▸ PASSAGE
# Questions Regarding the Audi A6 2.7T (C5)



## relentlessone (Jun 25, 2007)

*-*

-


_Modified by relentlessone at 8:11 PM 7-7-2007_


----------



## 5speed6 (Aug 27, 2005)

*Re: Questions Regarding the Audi A6 2.7T (relentlessone)*

Let me be the first to welcome you relentlessone.
If you really want the fender flares, you are better off buying the 4.2 version C5. the amount of metal welding & bodywork would not be worth it to do to a 2.7 narrow body.
Second, I cannot give you input on the exhaust you mentioned, but can say I love my magnaflow setup. http://****************.com/smile/emthup.gif http://****************.com/smile/emthup.gif


----------



## Massboykie (Aug 15, 2006)

*Re: Questions Regarding the Audi A6 2.7T (5speed6)*

Het 5speed6
Did you get a custom Magnaflow done, or only mufflers etc?
Just wondering. I am a big Magnaflow fan, but I don't see one for the C5. The other options out there are just too much money.
I priced the parts the other day and for around $300 I can build a 2,5" catback using Magnaflow etc. So to pay $2K is just a little crazy, if you know what I'm saying. I did this on my VR and it wasn't that hard at all. Just takes time and effort and obviously a MIG...







.
Let me know
Cheers
Massboykie


----------



## spool (Jun 15, 2007)

*Re: Questions Regarding the Audi A6 2.7T (Massboykie)*

if that exhaust build comes out good you might be building a second one......for me.
I can find any exhaust for my 01 a6 2.7t that isn't big time cash.


----------



## 5speed6 (Aug 27, 2005)

*Re: Questions Regarding the Audi A6 2.7T (Massboykie)*


_Quote, originally posted by *Massboykie* »_Het 5speed6
Did you get a custom Magnaflow done, or only mufflers etc?
Just wondering. I am a big Magnaflow fan, but I don't see one for the C5. The other options out there are just too much money.



Hey Massboy...








Yes, it was a custom system done. Magnaflow mufflers and tips, plus a Magnaflow center resonator....definitely cost effective, and sounds perfect for the car IMHO. http://****************.com/smile/emthup.gif http://****************.com/smile/emthup.gif


----------



## Massboykie (Aug 15, 2006)

▸ PROVIDED INFORMATION

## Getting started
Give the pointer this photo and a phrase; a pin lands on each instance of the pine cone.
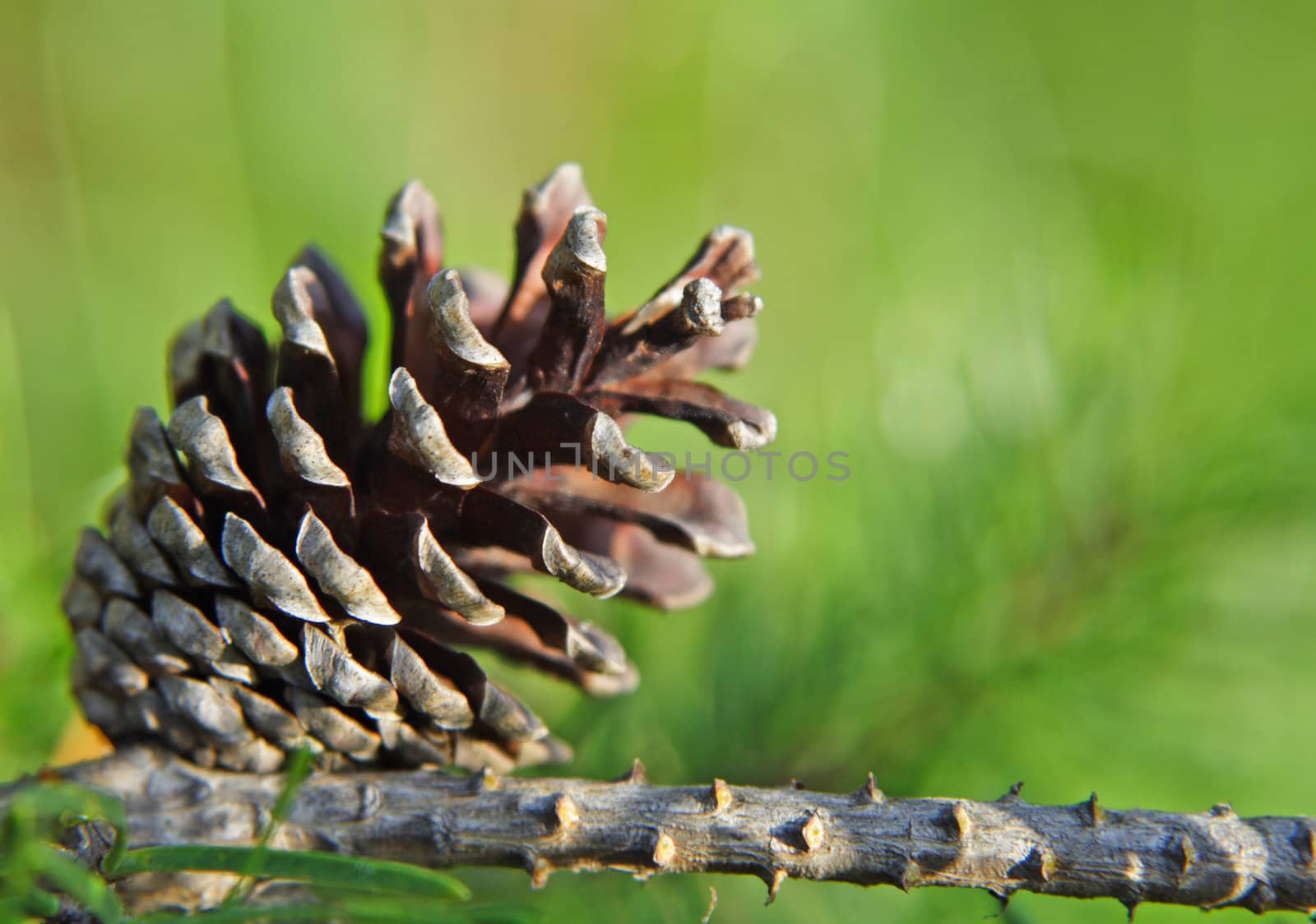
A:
(280, 573)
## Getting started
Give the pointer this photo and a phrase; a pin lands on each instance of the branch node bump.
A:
(665, 851)
(721, 795)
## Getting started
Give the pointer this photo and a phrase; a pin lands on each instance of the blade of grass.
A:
(76, 880)
(359, 911)
(296, 774)
(320, 869)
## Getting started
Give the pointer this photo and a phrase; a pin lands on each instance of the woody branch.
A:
(1207, 860)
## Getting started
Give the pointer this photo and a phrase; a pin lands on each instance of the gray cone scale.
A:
(280, 571)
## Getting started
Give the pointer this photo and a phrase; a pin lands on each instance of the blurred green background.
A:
(1043, 270)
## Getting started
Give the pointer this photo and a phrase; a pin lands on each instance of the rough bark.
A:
(1208, 860)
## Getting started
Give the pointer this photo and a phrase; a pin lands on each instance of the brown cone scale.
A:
(280, 571)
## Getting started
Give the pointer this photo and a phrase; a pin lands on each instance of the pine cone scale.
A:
(280, 573)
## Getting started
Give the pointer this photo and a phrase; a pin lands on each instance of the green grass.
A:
(1043, 270)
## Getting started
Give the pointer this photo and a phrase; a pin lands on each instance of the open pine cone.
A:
(280, 573)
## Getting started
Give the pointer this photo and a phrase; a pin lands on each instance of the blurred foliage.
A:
(1043, 270)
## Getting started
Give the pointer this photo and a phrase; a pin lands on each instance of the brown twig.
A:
(1208, 860)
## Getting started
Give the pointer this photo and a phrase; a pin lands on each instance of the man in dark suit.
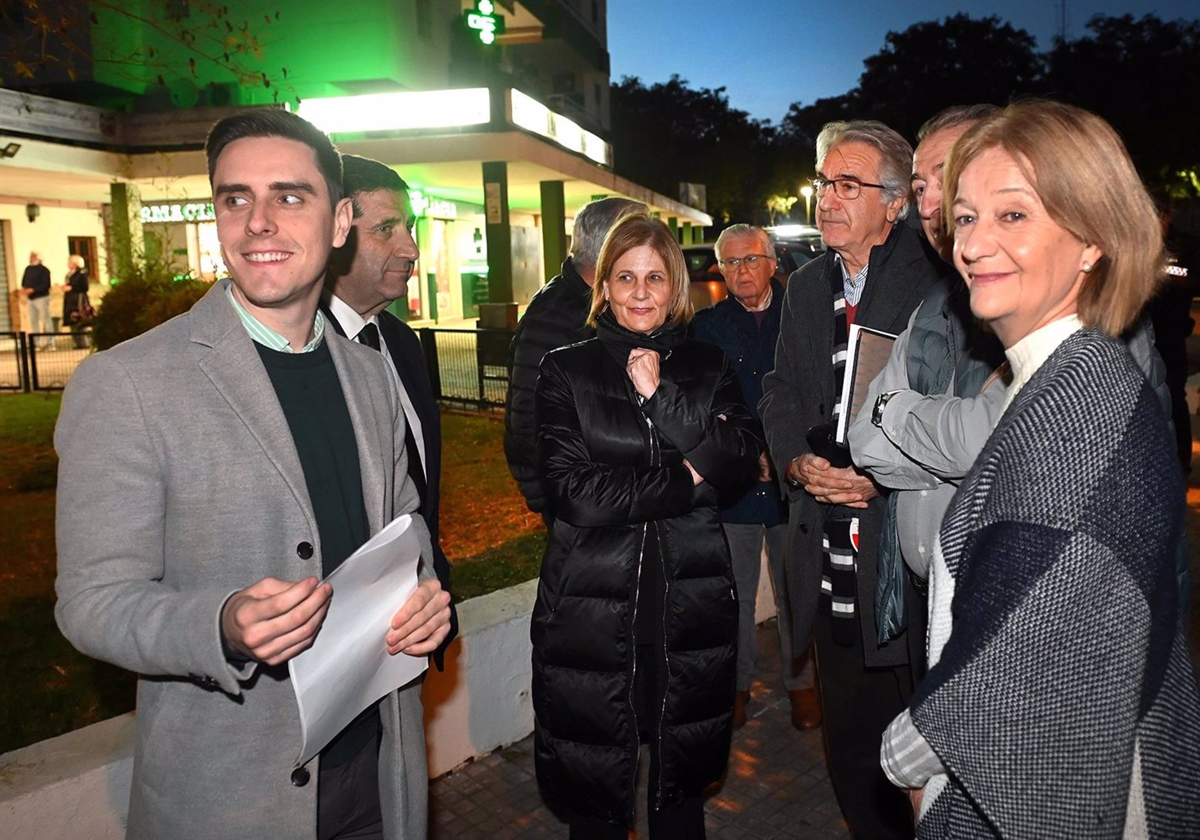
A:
(874, 274)
(365, 275)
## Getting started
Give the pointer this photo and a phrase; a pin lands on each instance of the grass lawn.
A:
(49, 688)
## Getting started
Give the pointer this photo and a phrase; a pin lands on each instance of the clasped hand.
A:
(832, 485)
(642, 367)
(273, 621)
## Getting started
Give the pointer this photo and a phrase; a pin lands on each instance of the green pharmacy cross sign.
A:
(485, 22)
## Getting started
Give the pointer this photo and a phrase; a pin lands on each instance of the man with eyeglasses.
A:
(745, 327)
(874, 274)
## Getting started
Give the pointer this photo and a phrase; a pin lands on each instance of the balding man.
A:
(745, 327)
(875, 274)
(35, 285)
(555, 318)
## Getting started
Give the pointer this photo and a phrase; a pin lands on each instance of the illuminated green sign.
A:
(485, 22)
(195, 211)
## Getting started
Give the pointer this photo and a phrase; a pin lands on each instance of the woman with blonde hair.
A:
(1061, 700)
(635, 625)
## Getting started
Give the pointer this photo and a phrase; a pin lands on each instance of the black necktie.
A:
(370, 336)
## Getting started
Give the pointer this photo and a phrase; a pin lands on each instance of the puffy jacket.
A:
(556, 318)
(615, 478)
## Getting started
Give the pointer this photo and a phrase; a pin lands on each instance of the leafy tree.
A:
(669, 132)
(148, 297)
(51, 43)
(1144, 77)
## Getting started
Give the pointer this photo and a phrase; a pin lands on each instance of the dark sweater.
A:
(312, 401)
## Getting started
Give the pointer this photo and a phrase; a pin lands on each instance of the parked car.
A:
(708, 282)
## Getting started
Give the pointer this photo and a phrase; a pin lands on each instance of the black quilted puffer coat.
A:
(616, 481)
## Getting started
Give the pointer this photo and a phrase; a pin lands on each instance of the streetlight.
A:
(807, 191)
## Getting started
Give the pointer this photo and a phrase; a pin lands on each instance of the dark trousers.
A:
(859, 703)
(683, 821)
(348, 798)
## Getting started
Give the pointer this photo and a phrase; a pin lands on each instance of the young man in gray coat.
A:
(213, 471)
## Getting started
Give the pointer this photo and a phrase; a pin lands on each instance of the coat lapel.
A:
(365, 407)
(237, 372)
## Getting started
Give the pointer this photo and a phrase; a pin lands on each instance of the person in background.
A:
(35, 285)
(556, 317)
(1061, 699)
(931, 409)
(635, 624)
(875, 273)
(364, 277)
(211, 472)
(1170, 310)
(745, 327)
(75, 299)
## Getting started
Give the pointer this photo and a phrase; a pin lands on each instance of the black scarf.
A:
(619, 341)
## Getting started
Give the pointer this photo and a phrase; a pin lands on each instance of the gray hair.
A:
(955, 117)
(593, 223)
(895, 154)
(742, 229)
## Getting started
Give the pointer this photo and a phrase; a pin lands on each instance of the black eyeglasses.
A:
(750, 261)
(846, 189)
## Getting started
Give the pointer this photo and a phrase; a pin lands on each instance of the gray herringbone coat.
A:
(179, 484)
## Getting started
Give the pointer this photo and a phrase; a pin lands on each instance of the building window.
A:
(425, 19)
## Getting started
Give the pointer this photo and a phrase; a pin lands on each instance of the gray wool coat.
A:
(799, 395)
(179, 484)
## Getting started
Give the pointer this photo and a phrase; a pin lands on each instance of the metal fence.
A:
(467, 367)
(40, 361)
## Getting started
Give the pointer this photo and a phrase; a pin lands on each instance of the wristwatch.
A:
(880, 405)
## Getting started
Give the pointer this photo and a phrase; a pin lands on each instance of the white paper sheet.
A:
(347, 669)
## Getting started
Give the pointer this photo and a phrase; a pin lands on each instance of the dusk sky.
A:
(771, 53)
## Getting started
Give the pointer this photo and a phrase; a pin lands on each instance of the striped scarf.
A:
(838, 581)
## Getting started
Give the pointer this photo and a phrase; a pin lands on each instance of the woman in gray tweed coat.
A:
(1061, 701)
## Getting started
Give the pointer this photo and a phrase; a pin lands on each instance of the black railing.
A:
(467, 366)
(41, 361)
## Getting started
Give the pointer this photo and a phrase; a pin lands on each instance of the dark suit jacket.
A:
(799, 394)
(406, 352)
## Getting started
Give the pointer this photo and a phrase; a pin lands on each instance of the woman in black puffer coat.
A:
(635, 627)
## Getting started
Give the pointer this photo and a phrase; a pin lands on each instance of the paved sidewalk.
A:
(777, 784)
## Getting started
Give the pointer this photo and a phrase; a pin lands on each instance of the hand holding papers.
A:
(348, 666)
(867, 355)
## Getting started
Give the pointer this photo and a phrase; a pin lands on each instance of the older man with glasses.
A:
(745, 325)
(874, 274)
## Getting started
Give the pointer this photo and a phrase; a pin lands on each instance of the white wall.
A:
(48, 235)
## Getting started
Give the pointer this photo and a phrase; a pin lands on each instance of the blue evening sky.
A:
(771, 53)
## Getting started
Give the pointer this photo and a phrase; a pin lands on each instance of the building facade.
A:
(496, 113)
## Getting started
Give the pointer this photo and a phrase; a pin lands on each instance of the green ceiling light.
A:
(534, 117)
(485, 22)
(400, 111)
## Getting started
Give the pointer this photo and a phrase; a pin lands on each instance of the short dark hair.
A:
(277, 123)
(1081, 173)
(955, 117)
(363, 174)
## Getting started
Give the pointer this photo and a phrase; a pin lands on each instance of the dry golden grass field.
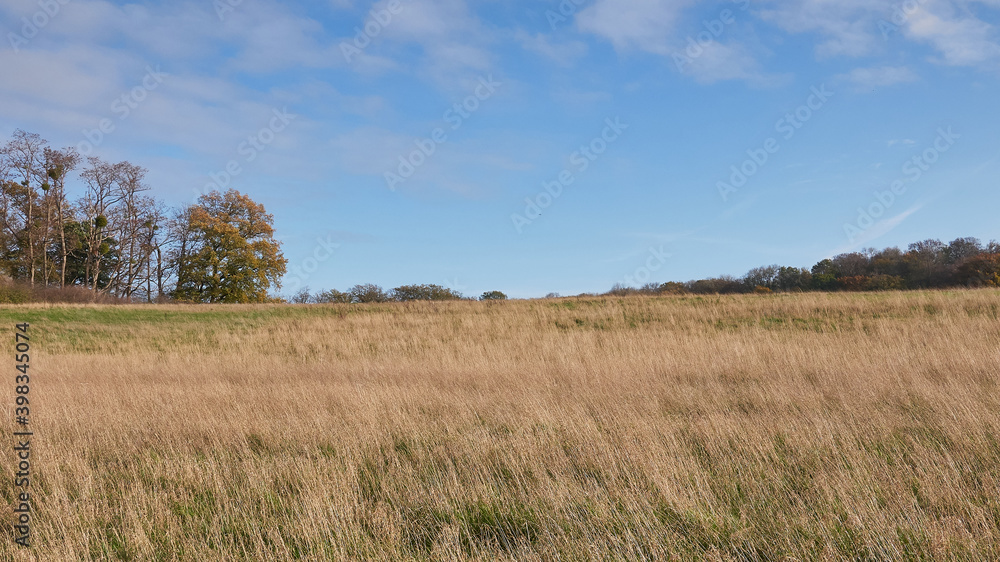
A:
(785, 427)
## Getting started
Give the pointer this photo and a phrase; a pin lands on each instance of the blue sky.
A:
(548, 146)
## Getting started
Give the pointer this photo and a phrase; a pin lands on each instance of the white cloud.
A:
(961, 38)
(646, 25)
(867, 79)
(564, 54)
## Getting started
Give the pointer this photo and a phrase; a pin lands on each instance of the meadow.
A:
(775, 427)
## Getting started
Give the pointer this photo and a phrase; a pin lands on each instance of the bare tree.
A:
(58, 165)
(25, 152)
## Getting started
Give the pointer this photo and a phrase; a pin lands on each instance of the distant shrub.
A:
(854, 283)
(619, 290)
(424, 293)
(493, 296)
(368, 293)
(302, 297)
(332, 296)
(885, 283)
(672, 288)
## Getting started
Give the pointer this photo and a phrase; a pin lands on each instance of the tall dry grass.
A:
(814, 426)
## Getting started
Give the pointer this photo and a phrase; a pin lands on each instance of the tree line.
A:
(371, 293)
(964, 262)
(116, 240)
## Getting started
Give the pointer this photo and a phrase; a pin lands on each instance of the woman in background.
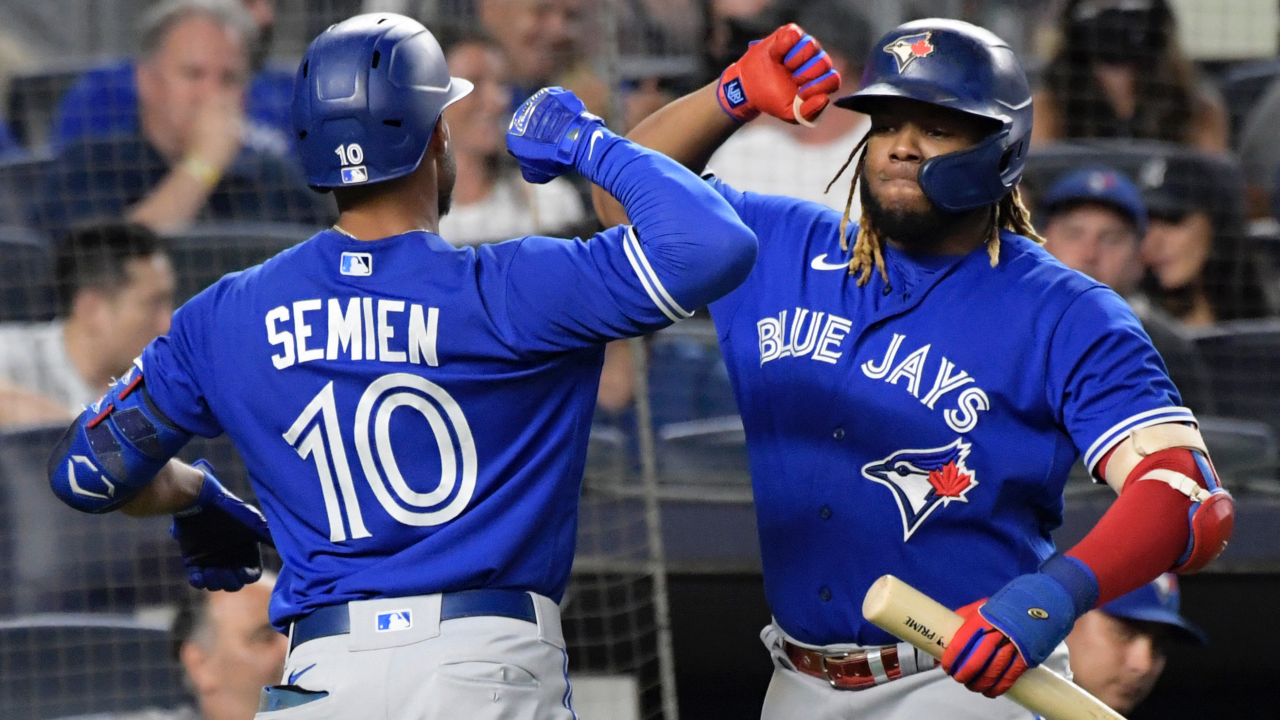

▸ WRITTEN REQUEST A
List the Magnaflow parts that 5speed6 says went into the custom exhaust system in the Audi A6 thread.
▸ WRITTEN REQUEST B
In the Audi A6 thread, about how much does Massboykie say it would cost to build a 2.5" catback using Magnaflow parts?

▸ EXPECTED OUTPUT A
Mufflers, tips, center resonator

▸ EXPECTED OUTPUT B
Around $300